WHAT IS EXPECTED: Take every line from the records below that includes the word "orange".

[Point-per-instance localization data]
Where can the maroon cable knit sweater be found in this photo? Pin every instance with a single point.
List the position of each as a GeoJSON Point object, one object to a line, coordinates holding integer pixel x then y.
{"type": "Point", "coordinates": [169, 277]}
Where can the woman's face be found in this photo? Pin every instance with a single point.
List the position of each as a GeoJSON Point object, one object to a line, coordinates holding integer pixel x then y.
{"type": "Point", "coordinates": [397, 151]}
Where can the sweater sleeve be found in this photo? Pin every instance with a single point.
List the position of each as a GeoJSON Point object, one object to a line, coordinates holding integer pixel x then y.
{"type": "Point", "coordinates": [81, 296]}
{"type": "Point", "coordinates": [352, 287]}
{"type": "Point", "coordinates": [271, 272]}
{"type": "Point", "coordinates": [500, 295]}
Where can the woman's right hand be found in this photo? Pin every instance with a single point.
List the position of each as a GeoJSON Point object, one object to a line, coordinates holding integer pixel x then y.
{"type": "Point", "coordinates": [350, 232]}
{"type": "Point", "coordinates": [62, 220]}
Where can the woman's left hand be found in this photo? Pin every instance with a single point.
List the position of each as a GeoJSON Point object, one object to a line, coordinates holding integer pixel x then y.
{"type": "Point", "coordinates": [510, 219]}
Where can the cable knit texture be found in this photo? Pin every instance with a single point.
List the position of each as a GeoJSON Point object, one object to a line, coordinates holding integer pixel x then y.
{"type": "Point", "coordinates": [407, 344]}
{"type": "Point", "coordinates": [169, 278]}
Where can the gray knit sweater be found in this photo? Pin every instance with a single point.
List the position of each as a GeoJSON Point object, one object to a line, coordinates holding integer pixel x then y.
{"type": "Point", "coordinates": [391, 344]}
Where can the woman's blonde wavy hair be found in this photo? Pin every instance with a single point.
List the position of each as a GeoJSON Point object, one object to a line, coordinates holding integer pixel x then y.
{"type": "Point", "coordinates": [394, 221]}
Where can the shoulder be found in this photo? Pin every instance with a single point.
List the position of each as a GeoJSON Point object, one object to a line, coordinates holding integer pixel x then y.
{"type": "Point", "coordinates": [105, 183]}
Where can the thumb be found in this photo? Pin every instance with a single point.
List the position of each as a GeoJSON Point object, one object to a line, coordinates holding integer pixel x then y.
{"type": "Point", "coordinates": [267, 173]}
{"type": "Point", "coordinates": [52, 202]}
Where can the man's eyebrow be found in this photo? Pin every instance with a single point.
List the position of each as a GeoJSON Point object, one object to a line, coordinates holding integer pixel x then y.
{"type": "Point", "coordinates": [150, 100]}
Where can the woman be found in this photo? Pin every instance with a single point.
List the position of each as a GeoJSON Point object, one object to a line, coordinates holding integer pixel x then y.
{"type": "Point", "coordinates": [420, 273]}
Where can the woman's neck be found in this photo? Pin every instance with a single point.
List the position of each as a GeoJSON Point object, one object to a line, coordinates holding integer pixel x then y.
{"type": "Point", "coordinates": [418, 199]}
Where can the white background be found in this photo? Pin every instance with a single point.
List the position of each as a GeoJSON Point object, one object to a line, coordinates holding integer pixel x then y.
==
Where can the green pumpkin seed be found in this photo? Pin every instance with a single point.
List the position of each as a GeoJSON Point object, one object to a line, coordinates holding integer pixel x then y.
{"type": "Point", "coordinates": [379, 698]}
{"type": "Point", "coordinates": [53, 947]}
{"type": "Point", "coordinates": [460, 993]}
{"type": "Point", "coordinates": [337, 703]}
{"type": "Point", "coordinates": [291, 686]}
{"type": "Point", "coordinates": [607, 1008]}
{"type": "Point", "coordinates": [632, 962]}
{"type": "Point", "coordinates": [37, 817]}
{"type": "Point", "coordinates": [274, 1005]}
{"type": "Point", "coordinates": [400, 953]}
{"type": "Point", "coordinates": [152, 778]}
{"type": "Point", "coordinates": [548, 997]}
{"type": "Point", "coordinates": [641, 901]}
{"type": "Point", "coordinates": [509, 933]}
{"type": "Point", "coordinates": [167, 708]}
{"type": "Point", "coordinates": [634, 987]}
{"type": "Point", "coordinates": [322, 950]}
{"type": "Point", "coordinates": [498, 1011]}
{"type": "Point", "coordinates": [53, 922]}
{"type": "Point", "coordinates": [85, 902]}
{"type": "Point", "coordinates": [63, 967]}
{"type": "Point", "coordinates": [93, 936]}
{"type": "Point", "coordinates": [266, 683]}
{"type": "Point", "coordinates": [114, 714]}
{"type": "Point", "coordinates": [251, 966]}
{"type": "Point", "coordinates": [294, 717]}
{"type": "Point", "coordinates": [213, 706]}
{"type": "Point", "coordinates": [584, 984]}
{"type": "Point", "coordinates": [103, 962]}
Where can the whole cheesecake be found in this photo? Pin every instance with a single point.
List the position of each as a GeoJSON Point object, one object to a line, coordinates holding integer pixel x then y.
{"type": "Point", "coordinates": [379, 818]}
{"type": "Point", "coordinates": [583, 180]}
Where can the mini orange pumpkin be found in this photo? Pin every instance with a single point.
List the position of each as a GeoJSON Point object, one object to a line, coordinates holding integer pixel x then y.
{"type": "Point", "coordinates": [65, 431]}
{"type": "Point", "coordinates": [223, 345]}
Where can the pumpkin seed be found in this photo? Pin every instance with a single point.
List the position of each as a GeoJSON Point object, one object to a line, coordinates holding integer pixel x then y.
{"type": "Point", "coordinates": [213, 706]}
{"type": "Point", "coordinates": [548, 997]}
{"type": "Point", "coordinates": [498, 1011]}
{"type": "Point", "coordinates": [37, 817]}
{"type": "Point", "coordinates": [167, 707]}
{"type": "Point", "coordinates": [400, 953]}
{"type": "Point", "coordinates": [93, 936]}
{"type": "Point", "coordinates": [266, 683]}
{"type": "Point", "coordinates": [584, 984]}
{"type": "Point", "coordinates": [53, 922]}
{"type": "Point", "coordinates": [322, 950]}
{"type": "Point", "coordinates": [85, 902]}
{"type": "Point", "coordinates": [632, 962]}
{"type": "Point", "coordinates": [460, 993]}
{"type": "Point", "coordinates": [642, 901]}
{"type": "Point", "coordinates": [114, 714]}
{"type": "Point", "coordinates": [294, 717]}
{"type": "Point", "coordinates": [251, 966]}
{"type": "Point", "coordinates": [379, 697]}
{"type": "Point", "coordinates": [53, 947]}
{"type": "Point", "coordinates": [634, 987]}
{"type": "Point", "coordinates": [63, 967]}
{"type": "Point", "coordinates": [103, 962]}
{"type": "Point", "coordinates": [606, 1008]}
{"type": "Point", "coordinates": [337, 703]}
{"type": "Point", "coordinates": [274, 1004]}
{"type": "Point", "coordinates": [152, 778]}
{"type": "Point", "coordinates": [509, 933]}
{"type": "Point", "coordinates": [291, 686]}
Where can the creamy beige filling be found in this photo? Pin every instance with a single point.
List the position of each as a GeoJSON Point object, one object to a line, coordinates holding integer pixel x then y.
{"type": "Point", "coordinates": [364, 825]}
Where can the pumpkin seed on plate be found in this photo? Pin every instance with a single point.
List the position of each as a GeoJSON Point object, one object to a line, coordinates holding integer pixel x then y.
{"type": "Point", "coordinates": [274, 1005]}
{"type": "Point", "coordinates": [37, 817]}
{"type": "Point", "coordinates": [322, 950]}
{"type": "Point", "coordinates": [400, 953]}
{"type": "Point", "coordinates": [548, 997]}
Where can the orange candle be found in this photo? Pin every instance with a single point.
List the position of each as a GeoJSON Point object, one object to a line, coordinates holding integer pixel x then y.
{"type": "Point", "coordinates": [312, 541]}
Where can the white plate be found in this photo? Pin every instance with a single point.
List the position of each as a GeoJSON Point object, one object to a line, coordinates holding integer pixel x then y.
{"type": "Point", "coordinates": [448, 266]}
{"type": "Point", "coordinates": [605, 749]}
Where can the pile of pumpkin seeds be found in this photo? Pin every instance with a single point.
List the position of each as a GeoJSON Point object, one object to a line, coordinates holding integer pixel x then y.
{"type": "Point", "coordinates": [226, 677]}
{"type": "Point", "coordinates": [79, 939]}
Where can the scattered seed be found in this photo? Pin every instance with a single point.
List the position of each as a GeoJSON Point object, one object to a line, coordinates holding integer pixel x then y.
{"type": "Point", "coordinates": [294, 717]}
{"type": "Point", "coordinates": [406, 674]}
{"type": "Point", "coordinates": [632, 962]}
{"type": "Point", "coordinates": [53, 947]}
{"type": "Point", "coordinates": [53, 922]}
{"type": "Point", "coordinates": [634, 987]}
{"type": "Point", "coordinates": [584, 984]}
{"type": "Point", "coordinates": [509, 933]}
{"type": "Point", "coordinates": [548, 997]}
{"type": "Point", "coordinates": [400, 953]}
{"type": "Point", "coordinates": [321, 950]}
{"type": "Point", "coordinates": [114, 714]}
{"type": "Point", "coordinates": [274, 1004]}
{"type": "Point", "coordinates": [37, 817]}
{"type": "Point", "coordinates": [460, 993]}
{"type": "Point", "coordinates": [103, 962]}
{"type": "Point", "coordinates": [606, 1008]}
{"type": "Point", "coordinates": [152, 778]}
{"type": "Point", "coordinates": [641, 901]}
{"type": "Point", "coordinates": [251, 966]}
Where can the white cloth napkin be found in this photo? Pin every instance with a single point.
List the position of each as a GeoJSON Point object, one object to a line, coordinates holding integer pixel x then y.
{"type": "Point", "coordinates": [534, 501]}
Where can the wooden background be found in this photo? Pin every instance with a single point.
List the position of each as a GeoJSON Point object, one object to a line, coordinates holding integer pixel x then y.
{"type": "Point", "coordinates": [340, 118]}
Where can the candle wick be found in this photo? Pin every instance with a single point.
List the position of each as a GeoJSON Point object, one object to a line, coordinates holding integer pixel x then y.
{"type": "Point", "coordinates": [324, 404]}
...
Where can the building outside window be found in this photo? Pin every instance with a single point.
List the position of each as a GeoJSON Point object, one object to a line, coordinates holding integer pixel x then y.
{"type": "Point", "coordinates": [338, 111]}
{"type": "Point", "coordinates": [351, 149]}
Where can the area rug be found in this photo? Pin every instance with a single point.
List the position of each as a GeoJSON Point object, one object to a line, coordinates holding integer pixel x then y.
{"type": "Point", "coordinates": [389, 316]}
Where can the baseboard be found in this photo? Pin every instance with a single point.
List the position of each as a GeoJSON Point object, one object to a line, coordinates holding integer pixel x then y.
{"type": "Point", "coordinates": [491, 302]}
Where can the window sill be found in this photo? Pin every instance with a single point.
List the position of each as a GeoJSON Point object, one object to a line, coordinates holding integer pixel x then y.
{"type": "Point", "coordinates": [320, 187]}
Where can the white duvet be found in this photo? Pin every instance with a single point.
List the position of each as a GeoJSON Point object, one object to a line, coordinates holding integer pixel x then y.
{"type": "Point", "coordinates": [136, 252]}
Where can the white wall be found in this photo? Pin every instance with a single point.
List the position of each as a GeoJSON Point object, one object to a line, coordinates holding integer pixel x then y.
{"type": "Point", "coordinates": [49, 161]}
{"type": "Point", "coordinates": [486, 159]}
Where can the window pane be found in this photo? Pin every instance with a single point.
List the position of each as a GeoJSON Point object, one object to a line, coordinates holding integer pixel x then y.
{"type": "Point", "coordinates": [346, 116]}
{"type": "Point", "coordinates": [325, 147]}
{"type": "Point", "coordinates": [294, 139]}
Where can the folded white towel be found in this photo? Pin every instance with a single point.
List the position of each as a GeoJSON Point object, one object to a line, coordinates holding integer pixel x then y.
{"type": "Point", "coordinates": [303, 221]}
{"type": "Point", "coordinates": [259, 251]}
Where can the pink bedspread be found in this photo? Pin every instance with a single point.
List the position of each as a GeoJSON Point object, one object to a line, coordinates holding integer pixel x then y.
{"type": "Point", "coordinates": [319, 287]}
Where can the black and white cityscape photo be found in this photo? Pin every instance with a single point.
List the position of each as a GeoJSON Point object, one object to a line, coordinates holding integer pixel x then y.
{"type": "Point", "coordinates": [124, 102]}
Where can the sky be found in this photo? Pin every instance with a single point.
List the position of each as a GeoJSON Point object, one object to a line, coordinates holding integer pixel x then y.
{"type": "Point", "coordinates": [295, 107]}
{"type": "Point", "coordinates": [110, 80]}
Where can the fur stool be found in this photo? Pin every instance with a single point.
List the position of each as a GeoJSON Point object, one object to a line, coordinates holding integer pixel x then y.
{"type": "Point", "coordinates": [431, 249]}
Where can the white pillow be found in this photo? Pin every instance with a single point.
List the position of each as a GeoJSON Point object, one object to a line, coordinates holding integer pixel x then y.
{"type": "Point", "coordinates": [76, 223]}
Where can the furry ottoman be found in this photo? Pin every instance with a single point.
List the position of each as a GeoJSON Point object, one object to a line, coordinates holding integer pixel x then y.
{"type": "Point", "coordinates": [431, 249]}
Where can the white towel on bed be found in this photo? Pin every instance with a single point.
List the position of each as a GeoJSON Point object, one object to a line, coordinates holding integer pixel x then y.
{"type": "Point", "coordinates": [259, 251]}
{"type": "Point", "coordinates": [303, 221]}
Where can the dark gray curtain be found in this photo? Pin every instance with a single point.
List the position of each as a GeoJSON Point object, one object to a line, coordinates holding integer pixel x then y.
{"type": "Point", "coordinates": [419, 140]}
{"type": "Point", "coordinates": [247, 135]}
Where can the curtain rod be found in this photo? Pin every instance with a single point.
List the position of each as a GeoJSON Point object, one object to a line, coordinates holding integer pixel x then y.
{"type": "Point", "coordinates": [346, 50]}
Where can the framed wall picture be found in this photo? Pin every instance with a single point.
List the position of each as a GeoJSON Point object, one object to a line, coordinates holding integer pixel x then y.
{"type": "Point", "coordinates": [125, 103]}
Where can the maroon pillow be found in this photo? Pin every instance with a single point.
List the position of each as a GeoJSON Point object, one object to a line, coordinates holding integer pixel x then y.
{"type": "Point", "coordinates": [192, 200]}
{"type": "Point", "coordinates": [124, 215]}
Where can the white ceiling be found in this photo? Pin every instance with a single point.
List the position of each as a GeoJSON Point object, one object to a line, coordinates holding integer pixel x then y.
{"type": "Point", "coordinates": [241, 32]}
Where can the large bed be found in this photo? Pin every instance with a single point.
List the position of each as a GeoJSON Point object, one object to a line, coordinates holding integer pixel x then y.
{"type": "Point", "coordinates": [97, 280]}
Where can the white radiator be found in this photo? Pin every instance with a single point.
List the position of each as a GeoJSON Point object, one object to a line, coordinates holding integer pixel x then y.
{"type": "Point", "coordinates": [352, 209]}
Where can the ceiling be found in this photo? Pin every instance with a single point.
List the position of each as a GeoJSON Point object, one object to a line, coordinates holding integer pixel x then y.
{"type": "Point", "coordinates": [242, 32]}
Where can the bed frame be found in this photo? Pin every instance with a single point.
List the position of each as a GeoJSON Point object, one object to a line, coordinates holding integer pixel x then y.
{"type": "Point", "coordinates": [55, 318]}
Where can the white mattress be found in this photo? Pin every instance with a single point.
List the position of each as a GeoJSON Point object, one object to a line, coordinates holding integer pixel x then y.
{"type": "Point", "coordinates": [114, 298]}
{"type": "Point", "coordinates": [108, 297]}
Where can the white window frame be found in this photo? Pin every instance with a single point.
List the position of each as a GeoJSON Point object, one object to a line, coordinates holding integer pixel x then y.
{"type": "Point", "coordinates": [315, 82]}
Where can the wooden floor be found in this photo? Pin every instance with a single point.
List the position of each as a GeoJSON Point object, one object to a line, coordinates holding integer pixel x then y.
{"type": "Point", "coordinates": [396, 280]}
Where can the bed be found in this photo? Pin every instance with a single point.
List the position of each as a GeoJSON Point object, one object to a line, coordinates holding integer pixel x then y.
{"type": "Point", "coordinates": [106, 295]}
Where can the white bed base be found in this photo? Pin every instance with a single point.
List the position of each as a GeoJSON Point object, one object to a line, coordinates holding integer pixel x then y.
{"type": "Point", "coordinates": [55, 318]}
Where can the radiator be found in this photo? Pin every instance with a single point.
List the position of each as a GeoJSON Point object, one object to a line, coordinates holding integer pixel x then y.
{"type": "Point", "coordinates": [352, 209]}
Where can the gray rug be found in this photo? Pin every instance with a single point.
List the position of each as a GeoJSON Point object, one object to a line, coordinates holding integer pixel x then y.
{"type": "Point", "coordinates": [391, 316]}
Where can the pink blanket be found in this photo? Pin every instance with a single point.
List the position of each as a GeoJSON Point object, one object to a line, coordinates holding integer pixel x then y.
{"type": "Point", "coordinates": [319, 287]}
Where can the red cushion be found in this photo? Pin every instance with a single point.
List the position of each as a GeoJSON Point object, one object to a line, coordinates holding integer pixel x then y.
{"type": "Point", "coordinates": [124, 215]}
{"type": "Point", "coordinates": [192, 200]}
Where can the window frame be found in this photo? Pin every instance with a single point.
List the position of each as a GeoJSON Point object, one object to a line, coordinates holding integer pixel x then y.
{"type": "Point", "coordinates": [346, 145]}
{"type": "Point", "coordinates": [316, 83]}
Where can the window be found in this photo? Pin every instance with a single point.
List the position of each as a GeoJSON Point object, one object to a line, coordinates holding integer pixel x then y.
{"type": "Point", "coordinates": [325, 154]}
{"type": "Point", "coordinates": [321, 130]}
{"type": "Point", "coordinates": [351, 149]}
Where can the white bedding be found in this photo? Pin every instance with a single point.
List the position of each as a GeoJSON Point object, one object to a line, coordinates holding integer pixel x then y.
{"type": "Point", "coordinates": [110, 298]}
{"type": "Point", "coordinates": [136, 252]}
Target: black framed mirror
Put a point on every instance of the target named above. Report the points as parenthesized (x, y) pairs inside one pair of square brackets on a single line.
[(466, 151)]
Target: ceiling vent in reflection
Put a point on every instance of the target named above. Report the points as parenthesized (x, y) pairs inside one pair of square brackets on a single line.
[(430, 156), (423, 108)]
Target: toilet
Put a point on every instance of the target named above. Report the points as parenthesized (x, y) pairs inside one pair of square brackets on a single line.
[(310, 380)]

EXERCISE ANSWER:
Where can the mini orange pumpkin be found in this photo? Pin every instance with a single point.
Where can the orange candle be found in this photo? Pin every instance with a single point.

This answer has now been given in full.